[[ INPUT FOR THIS TASK open ]]
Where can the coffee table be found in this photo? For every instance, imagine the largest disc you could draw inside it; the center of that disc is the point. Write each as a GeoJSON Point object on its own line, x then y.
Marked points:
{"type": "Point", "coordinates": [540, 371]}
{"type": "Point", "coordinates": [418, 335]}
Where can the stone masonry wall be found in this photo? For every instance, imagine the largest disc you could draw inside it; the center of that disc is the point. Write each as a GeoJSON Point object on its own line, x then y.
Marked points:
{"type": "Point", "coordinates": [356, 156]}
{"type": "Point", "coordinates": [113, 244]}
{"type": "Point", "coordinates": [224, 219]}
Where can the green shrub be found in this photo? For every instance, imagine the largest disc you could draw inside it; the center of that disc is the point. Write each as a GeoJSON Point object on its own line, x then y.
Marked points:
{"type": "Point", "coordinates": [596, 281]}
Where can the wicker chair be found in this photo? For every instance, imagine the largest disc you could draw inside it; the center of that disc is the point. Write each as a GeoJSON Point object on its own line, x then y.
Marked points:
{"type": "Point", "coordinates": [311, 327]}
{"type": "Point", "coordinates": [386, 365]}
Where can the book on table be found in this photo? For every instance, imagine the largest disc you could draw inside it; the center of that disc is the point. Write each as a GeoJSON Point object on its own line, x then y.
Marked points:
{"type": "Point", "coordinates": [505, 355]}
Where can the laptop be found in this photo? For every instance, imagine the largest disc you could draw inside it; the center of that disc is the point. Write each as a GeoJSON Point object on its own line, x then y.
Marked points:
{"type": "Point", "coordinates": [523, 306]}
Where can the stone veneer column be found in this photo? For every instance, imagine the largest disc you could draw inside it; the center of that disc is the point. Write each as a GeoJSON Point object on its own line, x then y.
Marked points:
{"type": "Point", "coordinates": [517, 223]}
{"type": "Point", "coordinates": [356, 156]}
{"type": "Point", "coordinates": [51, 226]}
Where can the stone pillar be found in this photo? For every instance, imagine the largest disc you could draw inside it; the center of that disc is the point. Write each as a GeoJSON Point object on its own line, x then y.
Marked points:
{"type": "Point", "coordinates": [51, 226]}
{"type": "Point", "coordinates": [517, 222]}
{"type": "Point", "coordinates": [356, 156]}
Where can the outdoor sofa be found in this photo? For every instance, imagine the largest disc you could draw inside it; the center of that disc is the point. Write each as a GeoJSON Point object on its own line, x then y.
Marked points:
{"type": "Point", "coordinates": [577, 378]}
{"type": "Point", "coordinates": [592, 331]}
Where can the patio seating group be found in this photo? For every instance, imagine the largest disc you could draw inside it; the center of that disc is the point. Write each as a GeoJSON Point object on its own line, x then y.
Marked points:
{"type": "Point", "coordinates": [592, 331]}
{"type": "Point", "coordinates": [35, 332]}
[[ INPUT FOR THIS TASK closed ]]
[[ INPUT FOR THIS TASK open ]]
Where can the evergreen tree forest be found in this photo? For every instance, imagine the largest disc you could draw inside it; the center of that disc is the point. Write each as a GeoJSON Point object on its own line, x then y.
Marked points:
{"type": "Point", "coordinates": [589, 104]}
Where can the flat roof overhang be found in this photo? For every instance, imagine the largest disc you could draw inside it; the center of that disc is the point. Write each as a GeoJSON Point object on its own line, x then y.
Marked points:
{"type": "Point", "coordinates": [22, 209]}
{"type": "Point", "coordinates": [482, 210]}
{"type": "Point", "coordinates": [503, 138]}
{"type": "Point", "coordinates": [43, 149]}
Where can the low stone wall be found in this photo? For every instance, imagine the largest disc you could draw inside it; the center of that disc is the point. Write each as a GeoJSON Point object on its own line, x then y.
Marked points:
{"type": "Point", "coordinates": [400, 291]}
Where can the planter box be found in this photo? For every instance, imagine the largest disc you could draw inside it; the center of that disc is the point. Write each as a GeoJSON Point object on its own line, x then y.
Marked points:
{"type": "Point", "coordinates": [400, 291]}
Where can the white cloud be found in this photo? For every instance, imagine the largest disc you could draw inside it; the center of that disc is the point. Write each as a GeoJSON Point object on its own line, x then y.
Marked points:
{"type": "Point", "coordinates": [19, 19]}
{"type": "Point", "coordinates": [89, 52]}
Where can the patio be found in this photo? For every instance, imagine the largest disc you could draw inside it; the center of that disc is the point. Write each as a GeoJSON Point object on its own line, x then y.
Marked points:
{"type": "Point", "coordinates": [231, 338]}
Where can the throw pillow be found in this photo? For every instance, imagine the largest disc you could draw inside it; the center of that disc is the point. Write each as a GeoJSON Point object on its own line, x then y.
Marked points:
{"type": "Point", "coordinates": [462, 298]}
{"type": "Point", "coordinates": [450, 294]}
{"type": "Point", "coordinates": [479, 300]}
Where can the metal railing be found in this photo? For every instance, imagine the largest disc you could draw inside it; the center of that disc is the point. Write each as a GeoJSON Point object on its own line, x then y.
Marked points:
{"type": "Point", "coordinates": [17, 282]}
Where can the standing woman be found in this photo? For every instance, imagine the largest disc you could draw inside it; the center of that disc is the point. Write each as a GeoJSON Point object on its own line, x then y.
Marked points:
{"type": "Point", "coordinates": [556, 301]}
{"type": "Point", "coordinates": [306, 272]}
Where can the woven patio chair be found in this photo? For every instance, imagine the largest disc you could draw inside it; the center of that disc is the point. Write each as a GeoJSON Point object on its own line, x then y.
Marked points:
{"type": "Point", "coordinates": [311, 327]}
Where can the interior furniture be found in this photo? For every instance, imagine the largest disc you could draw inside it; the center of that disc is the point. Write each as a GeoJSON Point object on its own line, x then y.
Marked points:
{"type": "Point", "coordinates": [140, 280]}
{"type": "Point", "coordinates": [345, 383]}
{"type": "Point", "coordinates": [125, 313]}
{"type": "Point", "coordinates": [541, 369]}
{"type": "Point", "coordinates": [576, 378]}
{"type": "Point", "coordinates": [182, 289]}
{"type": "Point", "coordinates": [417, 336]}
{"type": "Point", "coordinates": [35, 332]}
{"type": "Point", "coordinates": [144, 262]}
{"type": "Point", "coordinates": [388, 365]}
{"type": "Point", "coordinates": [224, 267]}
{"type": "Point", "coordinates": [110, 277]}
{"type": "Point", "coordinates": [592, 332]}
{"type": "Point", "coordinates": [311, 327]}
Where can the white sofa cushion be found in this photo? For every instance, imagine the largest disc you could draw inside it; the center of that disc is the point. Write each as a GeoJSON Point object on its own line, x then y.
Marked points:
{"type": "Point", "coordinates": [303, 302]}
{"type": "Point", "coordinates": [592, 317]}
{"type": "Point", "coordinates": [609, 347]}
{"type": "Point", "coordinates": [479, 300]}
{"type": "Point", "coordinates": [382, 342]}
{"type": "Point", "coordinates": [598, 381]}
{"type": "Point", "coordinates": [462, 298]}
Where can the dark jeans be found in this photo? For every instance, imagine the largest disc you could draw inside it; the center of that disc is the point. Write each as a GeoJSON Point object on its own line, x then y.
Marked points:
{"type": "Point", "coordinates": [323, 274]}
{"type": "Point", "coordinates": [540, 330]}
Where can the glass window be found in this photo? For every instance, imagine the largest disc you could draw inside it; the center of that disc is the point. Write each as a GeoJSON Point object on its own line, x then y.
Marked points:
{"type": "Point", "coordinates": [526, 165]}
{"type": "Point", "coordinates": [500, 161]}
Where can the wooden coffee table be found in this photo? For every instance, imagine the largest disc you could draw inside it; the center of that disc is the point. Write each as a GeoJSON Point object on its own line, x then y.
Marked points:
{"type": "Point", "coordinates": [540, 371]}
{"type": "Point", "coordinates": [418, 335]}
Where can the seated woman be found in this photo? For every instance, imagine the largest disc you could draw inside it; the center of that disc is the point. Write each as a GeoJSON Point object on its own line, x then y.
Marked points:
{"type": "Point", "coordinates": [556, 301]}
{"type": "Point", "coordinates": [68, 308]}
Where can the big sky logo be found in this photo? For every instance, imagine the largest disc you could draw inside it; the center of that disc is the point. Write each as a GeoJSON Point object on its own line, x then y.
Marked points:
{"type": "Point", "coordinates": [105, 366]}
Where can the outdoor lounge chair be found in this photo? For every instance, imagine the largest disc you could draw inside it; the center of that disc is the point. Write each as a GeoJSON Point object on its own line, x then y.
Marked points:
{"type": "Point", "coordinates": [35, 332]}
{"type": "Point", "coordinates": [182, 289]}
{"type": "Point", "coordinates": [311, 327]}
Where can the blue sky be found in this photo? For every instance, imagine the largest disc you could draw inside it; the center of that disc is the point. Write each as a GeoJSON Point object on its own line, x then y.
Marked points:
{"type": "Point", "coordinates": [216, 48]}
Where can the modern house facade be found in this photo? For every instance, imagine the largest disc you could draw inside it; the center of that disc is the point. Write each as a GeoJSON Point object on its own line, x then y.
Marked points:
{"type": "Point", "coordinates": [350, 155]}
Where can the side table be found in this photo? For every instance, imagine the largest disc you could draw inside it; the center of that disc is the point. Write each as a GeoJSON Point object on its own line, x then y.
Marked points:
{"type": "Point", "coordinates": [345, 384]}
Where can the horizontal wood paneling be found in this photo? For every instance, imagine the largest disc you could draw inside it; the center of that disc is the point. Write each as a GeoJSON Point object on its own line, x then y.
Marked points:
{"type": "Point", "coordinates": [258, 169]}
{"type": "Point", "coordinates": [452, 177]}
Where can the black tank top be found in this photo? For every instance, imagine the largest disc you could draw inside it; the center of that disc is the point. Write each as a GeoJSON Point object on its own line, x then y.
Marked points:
[[ INPUT FOR THIS TASK closed ]]
[[ INPUT FOR THIS TASK open ]]
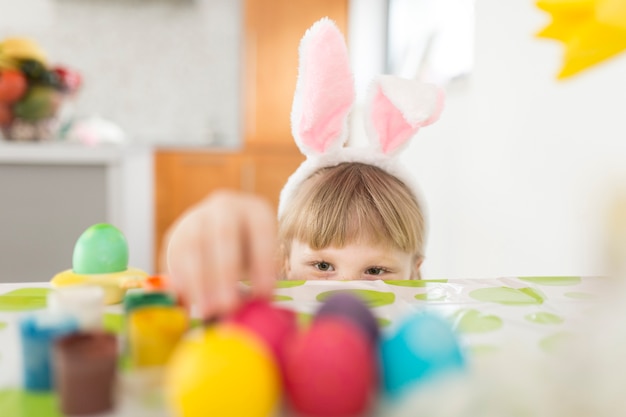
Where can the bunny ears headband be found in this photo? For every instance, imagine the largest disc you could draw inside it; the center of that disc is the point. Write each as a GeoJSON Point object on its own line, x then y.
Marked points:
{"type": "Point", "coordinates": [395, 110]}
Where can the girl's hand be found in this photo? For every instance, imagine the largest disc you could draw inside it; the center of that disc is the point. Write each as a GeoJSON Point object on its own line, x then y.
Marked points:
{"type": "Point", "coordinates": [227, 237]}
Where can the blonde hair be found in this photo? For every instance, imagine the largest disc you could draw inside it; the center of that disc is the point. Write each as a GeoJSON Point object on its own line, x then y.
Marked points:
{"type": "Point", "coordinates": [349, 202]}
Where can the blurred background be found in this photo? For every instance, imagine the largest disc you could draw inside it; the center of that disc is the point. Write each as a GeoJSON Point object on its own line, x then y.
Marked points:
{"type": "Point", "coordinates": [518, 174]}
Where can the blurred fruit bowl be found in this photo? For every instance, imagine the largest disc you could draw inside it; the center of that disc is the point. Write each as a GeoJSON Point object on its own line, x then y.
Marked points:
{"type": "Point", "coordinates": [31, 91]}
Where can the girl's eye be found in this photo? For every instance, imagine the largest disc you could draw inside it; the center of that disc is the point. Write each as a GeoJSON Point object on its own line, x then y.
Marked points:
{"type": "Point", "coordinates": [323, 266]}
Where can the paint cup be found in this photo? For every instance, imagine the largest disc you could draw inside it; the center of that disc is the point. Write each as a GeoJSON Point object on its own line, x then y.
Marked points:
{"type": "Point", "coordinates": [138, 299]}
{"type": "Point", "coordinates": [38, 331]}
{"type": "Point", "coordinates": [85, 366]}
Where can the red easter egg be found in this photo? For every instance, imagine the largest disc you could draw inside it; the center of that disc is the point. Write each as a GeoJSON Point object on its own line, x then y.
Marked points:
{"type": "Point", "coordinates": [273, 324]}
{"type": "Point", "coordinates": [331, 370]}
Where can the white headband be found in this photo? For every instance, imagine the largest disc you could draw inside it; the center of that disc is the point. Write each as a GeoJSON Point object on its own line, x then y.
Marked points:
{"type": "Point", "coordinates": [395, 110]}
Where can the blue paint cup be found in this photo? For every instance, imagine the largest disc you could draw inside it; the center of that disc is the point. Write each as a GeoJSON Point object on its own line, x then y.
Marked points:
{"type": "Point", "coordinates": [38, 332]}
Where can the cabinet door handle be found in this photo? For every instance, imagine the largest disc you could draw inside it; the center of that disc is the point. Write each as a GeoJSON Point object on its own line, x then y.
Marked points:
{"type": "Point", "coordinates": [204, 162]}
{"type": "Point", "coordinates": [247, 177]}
[[ INPUT FOR THIS TASK closed ]]
EXERCISE DESCRIPTION: Scan the entries above for the word "chair" and collect each line holding it.

REPLY:
Where can the wicker chair be found in this photo? For every instance, imagine the largest disc you could draw inside it; the center of that disc is the point. Write each as a GeoJSON Point object on its own line, x then y.
Where can the woven patio chair be found in this photo? For every instance, imagine the largest disc you could draw inside it; the center of that disc is the point. Write each as a GeoJSON Point object on its own line, x then y.
Where can the outdoor lounge chair be found in this photo? For every instance, imagine the largest disc you could draw inside it; the center of that disc is the point. Write each as a GeoJSON Point object on its own line, x then y.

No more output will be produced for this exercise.